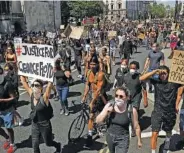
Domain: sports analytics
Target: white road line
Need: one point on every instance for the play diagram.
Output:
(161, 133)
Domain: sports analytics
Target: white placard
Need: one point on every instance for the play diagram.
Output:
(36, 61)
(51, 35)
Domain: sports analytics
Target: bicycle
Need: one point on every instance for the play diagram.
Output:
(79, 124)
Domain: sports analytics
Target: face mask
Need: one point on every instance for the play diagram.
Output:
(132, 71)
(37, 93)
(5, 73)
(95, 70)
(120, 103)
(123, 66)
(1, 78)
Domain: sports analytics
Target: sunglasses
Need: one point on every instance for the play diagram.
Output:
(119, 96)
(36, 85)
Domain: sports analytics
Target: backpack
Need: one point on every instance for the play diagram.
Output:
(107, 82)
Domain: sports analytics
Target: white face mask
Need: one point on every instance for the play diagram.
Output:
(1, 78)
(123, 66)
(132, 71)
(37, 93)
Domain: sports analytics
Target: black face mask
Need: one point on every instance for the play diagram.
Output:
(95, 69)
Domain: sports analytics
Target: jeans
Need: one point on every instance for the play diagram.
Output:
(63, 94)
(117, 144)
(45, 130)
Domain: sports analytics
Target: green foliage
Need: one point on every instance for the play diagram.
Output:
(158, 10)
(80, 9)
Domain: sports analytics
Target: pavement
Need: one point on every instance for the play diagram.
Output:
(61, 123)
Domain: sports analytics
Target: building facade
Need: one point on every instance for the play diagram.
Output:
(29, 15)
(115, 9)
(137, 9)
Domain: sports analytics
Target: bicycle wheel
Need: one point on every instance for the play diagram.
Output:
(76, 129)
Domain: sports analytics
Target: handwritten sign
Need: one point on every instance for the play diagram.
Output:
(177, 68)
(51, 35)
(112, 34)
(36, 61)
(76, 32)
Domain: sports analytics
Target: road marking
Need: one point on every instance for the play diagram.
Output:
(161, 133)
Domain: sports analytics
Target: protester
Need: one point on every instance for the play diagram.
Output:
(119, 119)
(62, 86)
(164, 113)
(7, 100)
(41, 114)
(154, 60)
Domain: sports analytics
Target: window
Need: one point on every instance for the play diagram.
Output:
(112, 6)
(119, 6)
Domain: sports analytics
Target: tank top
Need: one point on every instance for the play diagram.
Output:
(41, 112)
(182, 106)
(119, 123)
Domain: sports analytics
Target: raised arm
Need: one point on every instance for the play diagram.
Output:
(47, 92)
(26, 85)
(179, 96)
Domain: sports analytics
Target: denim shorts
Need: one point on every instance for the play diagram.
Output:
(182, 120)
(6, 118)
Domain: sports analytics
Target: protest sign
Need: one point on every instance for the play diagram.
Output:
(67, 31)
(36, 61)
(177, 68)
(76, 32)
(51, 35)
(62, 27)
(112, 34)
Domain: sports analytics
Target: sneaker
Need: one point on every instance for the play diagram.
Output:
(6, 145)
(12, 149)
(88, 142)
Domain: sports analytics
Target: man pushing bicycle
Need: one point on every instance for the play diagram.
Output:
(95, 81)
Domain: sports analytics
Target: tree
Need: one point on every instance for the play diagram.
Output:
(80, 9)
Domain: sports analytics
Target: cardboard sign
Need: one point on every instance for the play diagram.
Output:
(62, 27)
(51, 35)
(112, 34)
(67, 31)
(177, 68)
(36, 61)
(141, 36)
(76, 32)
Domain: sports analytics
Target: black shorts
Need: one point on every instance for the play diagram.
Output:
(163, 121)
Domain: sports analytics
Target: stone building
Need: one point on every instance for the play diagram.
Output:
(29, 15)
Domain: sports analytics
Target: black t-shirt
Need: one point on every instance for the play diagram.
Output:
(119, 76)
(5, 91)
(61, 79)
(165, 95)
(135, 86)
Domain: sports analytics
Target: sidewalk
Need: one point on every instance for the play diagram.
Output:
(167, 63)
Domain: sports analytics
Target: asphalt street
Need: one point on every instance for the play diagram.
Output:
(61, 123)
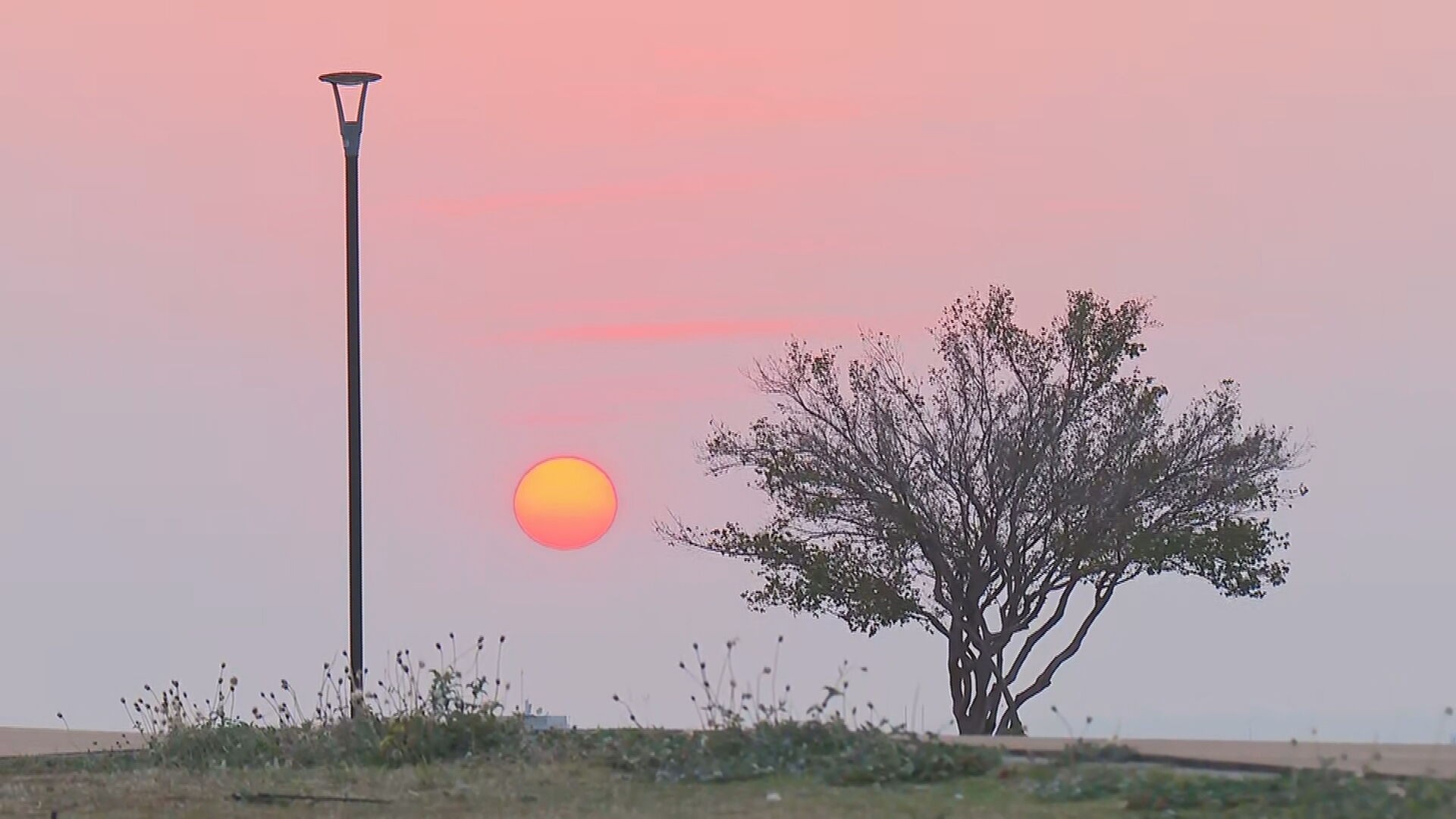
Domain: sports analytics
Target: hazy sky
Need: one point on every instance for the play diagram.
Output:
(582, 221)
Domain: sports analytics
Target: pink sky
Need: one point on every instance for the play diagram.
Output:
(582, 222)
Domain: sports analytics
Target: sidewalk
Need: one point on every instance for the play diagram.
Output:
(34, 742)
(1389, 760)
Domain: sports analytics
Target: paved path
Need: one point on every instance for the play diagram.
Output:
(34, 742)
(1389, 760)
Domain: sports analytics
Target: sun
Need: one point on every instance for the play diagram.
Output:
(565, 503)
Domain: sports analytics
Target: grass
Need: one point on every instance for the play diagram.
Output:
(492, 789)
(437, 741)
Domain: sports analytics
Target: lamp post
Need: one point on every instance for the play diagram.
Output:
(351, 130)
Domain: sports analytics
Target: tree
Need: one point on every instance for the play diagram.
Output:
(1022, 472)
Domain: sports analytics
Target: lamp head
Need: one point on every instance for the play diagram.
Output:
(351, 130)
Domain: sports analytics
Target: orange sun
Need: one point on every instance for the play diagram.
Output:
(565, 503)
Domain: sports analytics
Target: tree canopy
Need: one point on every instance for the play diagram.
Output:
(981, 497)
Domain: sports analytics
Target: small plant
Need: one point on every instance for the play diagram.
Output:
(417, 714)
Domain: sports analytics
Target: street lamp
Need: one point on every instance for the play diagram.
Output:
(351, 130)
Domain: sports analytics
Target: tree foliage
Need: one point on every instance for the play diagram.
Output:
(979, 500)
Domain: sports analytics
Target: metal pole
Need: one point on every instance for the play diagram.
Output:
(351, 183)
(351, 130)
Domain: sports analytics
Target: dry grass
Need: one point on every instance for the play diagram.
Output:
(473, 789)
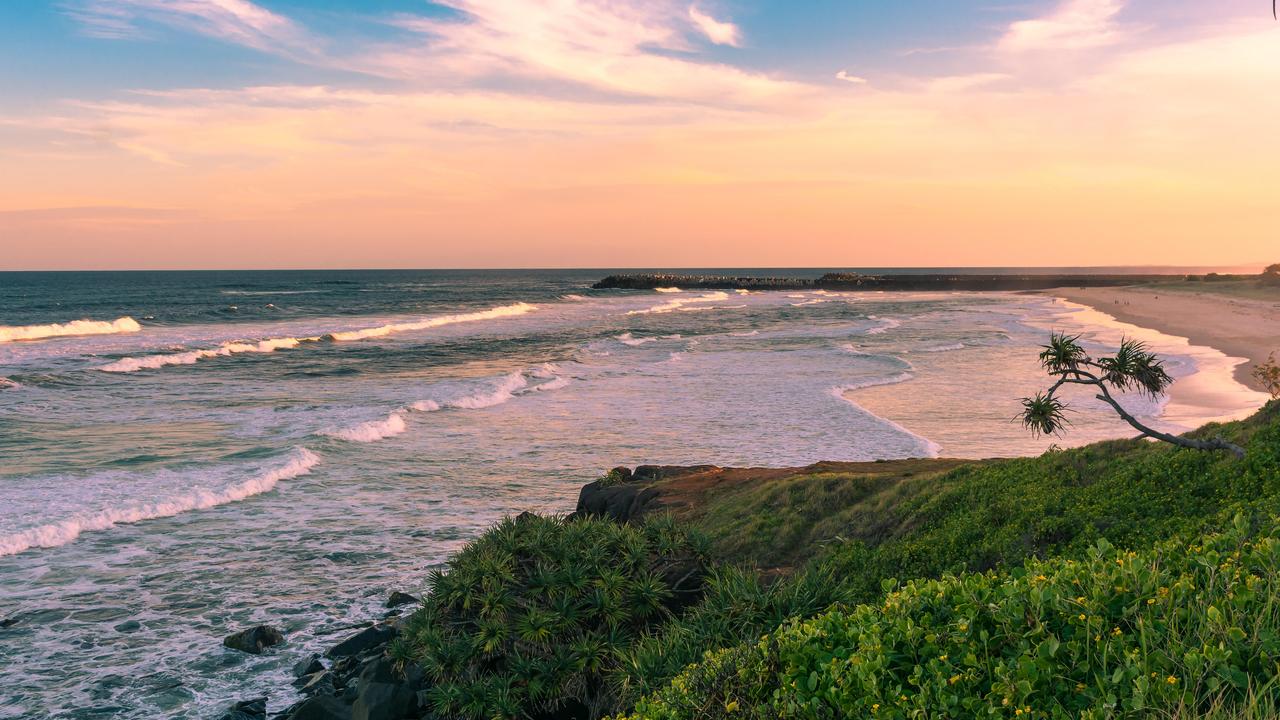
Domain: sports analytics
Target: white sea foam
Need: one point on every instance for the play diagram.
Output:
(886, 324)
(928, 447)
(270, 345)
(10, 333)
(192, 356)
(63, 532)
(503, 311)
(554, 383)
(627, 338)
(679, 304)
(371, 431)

* * *

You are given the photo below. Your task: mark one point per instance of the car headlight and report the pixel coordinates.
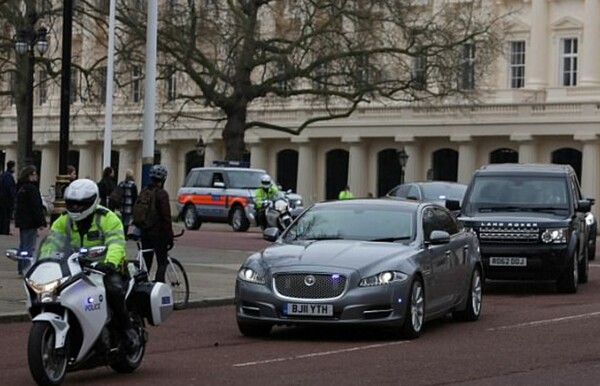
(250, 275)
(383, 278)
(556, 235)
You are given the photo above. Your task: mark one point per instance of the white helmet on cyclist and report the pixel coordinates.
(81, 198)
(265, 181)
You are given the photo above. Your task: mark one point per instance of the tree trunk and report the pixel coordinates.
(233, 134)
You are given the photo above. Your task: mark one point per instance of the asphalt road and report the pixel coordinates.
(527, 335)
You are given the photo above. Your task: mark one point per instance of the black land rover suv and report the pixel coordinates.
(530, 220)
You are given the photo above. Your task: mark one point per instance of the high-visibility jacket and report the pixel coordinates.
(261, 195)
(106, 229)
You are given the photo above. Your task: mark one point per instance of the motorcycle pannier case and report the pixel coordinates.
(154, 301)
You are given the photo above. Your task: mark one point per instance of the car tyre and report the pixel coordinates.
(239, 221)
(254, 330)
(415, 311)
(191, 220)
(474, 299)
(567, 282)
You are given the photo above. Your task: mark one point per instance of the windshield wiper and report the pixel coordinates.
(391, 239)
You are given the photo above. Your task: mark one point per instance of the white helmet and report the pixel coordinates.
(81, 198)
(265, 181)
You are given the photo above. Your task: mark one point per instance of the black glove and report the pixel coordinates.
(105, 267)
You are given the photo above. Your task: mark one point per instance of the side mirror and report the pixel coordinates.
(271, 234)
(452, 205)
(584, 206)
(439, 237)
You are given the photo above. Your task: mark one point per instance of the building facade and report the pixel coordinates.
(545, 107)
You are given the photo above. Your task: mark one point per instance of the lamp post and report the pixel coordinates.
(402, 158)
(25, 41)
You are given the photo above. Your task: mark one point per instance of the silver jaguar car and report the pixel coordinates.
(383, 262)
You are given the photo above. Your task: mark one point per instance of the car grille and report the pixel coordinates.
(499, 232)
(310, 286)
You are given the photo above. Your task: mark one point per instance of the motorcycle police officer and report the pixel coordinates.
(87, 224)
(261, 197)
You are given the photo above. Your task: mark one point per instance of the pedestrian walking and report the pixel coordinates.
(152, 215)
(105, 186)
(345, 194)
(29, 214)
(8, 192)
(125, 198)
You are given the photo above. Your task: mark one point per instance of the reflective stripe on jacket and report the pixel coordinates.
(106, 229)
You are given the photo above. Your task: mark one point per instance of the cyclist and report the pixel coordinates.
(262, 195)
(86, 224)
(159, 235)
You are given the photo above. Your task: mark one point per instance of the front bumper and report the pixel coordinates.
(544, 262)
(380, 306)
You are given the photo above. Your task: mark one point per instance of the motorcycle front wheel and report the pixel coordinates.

==

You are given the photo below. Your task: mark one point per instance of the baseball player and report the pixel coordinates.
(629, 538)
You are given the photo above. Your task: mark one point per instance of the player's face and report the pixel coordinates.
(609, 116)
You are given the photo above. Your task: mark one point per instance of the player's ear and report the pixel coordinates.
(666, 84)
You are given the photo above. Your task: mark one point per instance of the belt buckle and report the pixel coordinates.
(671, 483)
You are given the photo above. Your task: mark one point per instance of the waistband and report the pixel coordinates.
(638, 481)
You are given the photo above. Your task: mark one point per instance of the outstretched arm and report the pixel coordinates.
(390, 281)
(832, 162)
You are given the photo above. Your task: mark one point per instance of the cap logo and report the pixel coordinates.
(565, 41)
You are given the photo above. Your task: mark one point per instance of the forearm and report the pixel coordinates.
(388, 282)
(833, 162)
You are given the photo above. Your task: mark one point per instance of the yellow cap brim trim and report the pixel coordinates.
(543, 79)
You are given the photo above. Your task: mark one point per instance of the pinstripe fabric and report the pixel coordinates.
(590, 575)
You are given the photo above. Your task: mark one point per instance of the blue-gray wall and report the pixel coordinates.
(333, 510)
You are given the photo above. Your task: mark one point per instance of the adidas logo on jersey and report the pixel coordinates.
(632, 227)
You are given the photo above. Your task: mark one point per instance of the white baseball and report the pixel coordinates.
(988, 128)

» AIM
Rewrite every line from the line with "post and report the pixel coordinates." to the line with "wheel and report the pixel coordinates.", both included, keeping the entries as they are and multiplying each point coordinate in the answers by 0.55, rounded to whole numbers with halves rounded up. Return only those lines.

» COMPLETE OUTPUT
You are given the photo above. Your task: mark one point per instance of the lamp post and report the pixel coordinates.
(221, 87)
(14, 23)
You are given the photo above. Your task: mark one point per instance of the silver jaguar car and report the pixel coordinates.
(211, 144)
You are given the photo above. Your task: mark one point per instance of the car grille and report the pixel coordinates.
(274, 128)
(171, 157)
You are given the photo above. Your task: mark one point per instance of the motorcycle police officer and report the pixel coordinates.
(48, 123)
(144, 108)
You are given the photo above. Your task: mark one point per instance of the pedestrian walking and report the pixel coordinates.
(84, 118)
(58, 102)
(190, 107)
(16, 118)
(4, 106)
(69, 109)
You are given the photo above. Your task: mark one point per instance of the reflective stripe on jacket and report the pixel coordinates.
(58, 126)
You are given the photo above. Your task: mark one point per instance of the cyclist and report the pixel coordinates.
(144, 107)
(47, 123)
(87, 129)
You are given the photo above. Your task: mark one point per instance of the front bumper and report the pixel coordinates.
(299, 144)
(209, 168)
You are given the photo above. Your task: mark one point per instance of the motorcycle front wheel and report the pixel coordinates.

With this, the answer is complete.